#### TASK TO COMPLETE
Give back the full set of entries that follows, exactly as written.

**** EXERCISE DATA ****

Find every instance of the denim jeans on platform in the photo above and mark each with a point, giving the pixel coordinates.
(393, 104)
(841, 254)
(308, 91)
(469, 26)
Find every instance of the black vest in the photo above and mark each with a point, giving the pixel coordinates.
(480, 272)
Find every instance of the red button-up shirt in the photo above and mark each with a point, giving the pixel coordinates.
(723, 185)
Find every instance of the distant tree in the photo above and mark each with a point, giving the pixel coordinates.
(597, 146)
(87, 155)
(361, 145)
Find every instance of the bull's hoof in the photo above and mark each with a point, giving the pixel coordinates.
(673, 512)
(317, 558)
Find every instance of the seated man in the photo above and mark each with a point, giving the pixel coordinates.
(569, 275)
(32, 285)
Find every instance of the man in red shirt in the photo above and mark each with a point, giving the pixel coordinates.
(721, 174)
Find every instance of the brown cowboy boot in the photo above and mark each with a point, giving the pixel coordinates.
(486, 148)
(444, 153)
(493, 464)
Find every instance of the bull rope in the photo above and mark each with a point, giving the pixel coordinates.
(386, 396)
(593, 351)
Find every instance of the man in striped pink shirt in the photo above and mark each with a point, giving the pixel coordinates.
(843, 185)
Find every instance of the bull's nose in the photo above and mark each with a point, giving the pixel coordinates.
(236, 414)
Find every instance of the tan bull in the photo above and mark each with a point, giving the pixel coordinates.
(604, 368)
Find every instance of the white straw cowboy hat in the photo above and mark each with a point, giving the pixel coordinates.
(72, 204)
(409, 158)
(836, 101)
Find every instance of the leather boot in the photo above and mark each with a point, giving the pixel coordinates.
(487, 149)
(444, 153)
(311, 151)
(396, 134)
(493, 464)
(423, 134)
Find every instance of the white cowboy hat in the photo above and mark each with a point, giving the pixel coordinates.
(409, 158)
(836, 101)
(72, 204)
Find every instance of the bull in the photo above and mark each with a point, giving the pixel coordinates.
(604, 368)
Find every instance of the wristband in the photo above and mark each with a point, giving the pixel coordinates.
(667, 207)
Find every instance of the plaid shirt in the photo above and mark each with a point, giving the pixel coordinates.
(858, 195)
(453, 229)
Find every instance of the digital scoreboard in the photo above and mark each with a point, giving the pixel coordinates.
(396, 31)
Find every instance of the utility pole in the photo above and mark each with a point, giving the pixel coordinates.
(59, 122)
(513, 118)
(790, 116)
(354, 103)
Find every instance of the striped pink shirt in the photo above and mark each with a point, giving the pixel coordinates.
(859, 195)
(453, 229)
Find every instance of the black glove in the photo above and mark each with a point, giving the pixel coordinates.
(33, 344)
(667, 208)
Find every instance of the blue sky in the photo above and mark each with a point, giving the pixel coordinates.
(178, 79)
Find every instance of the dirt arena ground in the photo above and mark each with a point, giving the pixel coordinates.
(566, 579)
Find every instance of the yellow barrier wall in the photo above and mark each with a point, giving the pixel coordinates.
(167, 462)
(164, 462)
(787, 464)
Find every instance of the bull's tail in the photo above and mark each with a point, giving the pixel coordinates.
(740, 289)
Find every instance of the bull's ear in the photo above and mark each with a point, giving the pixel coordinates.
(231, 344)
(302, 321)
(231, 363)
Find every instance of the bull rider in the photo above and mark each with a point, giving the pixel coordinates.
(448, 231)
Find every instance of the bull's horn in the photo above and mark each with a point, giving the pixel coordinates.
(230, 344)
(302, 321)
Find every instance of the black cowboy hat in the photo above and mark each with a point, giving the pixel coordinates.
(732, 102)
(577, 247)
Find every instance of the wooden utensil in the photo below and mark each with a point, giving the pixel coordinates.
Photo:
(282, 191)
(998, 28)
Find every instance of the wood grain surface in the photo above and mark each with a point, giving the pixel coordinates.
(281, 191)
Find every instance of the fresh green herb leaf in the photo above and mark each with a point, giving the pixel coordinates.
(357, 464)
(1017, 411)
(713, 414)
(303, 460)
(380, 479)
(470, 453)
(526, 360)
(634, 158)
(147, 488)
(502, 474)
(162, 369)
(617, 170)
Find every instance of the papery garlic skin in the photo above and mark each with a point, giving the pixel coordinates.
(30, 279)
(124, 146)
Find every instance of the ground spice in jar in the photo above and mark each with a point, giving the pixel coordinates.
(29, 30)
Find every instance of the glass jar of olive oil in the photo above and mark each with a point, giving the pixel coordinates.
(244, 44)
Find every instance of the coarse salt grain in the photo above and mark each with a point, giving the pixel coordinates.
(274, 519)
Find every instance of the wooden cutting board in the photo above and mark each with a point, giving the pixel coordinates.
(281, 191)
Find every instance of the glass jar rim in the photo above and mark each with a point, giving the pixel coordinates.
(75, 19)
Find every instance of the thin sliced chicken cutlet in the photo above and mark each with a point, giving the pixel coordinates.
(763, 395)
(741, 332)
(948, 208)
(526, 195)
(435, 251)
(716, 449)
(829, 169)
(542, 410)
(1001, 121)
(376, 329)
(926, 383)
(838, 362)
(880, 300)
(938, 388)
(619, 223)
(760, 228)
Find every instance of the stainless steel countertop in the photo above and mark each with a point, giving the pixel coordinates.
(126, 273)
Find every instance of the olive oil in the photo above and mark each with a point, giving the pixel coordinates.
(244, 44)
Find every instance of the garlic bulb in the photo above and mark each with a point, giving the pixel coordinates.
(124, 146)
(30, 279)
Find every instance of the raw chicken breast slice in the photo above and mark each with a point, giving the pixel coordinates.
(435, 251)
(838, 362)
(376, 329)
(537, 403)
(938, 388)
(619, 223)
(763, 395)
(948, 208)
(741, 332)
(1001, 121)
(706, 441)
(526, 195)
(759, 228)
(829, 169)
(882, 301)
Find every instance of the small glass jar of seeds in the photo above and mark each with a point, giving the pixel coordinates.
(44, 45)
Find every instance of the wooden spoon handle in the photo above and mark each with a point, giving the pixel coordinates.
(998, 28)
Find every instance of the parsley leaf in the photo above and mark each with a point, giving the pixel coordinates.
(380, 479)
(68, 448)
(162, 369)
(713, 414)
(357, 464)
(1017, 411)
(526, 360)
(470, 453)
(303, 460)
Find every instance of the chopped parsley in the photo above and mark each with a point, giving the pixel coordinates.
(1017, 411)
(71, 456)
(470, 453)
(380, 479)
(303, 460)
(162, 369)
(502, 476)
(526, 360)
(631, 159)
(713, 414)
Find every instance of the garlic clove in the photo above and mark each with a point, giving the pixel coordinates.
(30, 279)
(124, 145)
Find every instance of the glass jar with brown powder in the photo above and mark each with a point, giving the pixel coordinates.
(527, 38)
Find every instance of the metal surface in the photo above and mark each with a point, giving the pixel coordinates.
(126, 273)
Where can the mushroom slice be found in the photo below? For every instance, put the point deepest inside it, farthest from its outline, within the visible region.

****

#### TASK RESULT
Find every instance of the denim jeans on platform in the photo above and mark each with a point, giving the pixel coordinates.
(393, 104)
(841, 254)
(308, 91)
(469, 26)
Find every instance of the black vest in the photo above and mark each with a point, giving the pixel coordinates.
(480, 272)
Find every instance of the red button-up shirt in the photo above and mark each with a point, giving the pixel coordinates.
(723, 185)
Find every instance of the distant tree in the photo above and mark each with a point, giving the pixel coordinates.
(597, 146)
(87, 155)
(361, 145)
Find every instance of the bull's hoof in the photo above and mark each with a point, giving the pixel coordinates.
(673, 512)
(317, 558)
Find every instance of the seated man in the photo above and mark each with a point, giving the pixel coordinates.
(569, 275)
(32, 285)
Find every instance of the man in red shirt in the photo above and mark each with a point, giving the pixel coordinates.
(721, 174)
Find every instance of the brown cowboy boot in the photo above and mark each with a point, giving the pixel coordinates.
(486, 148)
(444, 153)
(493, 464)
Find every instance of the bull rope in the photo above and mark each with a point, giving the pixel coordinates.
(386, 396)
(593, 351)
Find every instance of the man in striped pink shirt in the photo above and mark each with a point, giving the pixel coordinates.
(843, 185)
Find every instance of the bull's nose in the photo above and mark each with a point, giving the pixel coordinates.
(236, 414)
Find every instance of the tan bull in the photo above and mark each with a point, giving the pixel coordinates.
(604, 368)
Find every instance of the white straw cowboy hat in the photo above and mark each with a point, giving the pixel coordinates.
(72, 204)
(409, 158)
(836, 101)
Find every instance of the leather boot in the photo above and mark each with a point, giving the pixel coordinates.
(487, 149)
(444, 153)
(311, 151)
(396, 134)
(493, 464)
(423, 134)
Find every instance of the white cowboy hat in the photo above and mark each with a point, giving the pixel coordinates.
(409, 158)
(836, 101)
(72, 204)
Find every instance of the bull in the photo above and mark each with a point, giving the pixel coordinates.
(604, 368)
Find every instance of the wristband in the photo above and mark each with a point, giving the pixel coordinates.
(667, 207)
Find every instance of the plaid shirt in the photo above and mark each with a point, giving the pixel coordinates.
(858, 195)
(453, 229)
Find every instance of the digital scoreboard in the photo above and mark each with a point, giving the pixel coordinates.
(396, 31)
Find every instance of the utility pole in the photo above and mark each with a point, giving the pixel coordinates.
(59, 122)
(513, 118)
(790, 116)
(354, 103)
Find every instance of the striped pink shirt in the photo above and mark each with a point, giving the pixel coordinates.
(859, 195)
(453, 229)
Find every instance of the black glove in the photo above and mark each with a point, giving the pixel coordinates.
(33, 344)
(667, 208)
Find every instance of the blue sky in the photo above and mark each with a point, giving the pixel coordinates.
(178, 79)
Find every instance of the dirt arena ground in the photo above and mark each with a point, giving the pixel coordinates.
(566, 579)
Find every instance of the yellow barrier wall in the photo above and mark each with a point, giving the pixel coordinates.
(167, 462)
(164, 462)
(787, 464)
Find every instance of the bull's tail in the photo above and mark each with a point, giving the pixel coordinates.
(740, 289)
Find every instance of the bull's ear in the photo above and mark each with a point, giving the pixel coordinates.
(231, 344)
(302, 321)
(231, 363)
Find every instance of the bull rider in the photo above and mark each with a point, giving the pixel coordinates.
(448, 231)
Find every instance of the bull's horn in the photo above and mark each with a point, giving the pixel coordinates.
(230, 344)
(302, 321)
Find every instance of the black cowboy hat in the photo above and mark each with a point, giving the pixel coordinates.
(732, 102)
(577, 247)
Find every instance of the wooden utensil in the photo below and mark each with a point, giving the pixel coordinates.
Photo:
(282, 191)
(998, 28)
Find every instance of the wood grain surface in the photo above and mark each with a point, giving the pixel coordinates.
(281, 191)
Find every instance of the fresh green herb leaf in the photo above and mark each with a point, giving the pixel coordinates.
(357, 464)
(1017, 411)
(713, 414)
(303, 460)
(380, 479)
(470, 453)
(526, 360)
(634, 158)
(147, 488)
(502, 474)
(162, 369)
(617, 170)
Find every instance of the papery garlic skin in the photo above and mark each with a point, giving the pixel coordinates.
(30, 279)
(124, 146)
Find every instance of the ground spice in jar in the photo above and mark each with a point, giving the pixel coordinates.
(29, 30)
Find every instance of the glass jar of olive oil in the photo above and mark each with a point, giving the pixel coordinates.
(244, 44)
Find every instance of the coarse salt grain in the photo above and mark each with a point, giving the pixel coordinates.
(274, 519)
Find every instance of the wooden cutting board in the photo above and mark each with a point, giving the pixel coordinates.
(281, 191)
Find every instance of the glass jar rim in the photo above and mark each with a point, giving the pixel coordinates.
(75, 19)
Find every instance of the thin sliced chicken cutlet in the photo above and mark each with a point, giving the pixel coordinates.
(763, 395)
(741, 332)
(948, 208)
(526, 195)
(435, 251)
(716, 449)
(829, 169)
(542, 410)
(1001, 121)
(376, 329)
(926, 383)
(838, 362)
(880, 300)
(938, 388)
(619, 223)
(760, 228)
Find every instance of the stainless steel countertop in the photo above and mark each with a point, giving the pixel coordinates.
(126, 273)
Find every instance of the olive oil in the photo above and mark each with a point, giving the pixel coordinates.
(244, 44)
Find every instance of the garlic bulb in the photo above and mark each with a point, giving the pixel coordinates.
(124, 146)
(30, 279)
Find every instance of the raw chicken breast slice in the photo above and mark each with a point, giving the pixel coordinates.
(435, 251)
(838, 362)
(376, 329)
(537, 403)
(938, 388)
(619, 223)
(763, 395)
(948, 208)
(741, 332)
(1001, 121)
(706, 441)
(526, 195)
(759, 228)
(829, 169)
(882, 301)
Find every instance of the small glass jar of seeds in the photo above and mark each with a point, giving the pixel coordinates.
(44, 45)
Find every instance of the wooden spoon handle in the photo above and mark each with a point, giving the pixel coordinates.
(998, 28)
Find every instance of the parsley leaf in the photo above and mark each with a point, giving the pixel coordinates.
(380, 479)
(68, 448)
(162, 369)
(713, 414)
(357, 464)
(1017, 411)
(526, 360)
(470, 453)
(303, 460)
Find every instance of the chopped parsley in the photo above and mark each with a point, giving the pixel coordinates.
(1017, 411)
(71, 456)
(470, 453)
(380, 479)
(303, 460)
(162, 369)
(502, 476)
(526, 360)
(631, 159)
(713, 414)
Find every instance of the garlic clove in the photo above and mark each with a point, giving the pixel coordinates.
(30, 279)
(124, 145)
Find every instance of the glass jar with brown powder in the photo above and mark each with a point, giving the pixel coordinates.
(527, 38)
Find every instance of the metal surface in the photo above and mark each with a point, giving the pixel coordinates.
(126, 273)
Where can the mushroom slice be found in the photo below? For every instance, put the point deepest inside it, farthest from its outline, within the visible region.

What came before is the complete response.